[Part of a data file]

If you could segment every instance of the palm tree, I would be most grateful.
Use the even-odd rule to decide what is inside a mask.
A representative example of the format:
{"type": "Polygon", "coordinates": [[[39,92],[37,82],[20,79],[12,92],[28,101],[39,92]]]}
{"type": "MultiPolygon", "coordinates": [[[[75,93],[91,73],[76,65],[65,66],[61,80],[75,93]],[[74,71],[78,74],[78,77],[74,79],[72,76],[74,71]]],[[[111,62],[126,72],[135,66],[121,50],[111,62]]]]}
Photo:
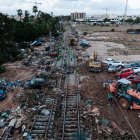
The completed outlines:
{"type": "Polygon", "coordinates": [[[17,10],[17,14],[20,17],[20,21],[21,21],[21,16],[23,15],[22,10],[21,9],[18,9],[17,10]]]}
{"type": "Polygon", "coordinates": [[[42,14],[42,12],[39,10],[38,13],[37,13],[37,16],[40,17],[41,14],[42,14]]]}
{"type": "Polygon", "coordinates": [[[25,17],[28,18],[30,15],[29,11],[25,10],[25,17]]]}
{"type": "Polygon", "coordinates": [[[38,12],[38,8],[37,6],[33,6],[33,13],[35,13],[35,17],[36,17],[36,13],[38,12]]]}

...

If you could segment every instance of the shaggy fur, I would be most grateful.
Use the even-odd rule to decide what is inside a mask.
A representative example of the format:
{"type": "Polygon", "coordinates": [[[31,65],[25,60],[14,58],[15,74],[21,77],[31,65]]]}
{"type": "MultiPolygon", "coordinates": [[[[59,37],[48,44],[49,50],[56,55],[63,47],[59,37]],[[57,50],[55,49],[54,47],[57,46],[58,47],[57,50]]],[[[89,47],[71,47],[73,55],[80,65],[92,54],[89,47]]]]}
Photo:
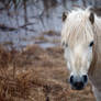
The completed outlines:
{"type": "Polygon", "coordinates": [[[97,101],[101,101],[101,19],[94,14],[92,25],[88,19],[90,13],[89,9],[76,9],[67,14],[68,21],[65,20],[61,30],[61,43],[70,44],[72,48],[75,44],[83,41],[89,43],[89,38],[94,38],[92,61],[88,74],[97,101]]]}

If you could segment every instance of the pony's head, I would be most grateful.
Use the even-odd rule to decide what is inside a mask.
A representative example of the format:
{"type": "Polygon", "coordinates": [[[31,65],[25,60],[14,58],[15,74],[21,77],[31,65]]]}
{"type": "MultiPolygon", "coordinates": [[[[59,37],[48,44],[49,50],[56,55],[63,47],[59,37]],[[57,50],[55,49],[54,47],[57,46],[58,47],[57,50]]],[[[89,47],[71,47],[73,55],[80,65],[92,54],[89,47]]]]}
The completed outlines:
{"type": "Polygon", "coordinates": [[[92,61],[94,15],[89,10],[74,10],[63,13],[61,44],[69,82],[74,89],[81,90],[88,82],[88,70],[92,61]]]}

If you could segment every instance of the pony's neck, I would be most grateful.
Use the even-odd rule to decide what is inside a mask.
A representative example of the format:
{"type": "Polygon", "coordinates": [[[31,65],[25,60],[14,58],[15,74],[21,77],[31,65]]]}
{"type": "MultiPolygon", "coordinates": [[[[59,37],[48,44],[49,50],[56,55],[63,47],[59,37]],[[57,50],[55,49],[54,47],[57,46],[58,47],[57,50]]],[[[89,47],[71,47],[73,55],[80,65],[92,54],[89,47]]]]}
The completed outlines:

PROBLEM DETAILS
How many lines of the entries above contain the string "would", with case taken into account? Reply with the number alone.

ANSWER TO THE TASK
4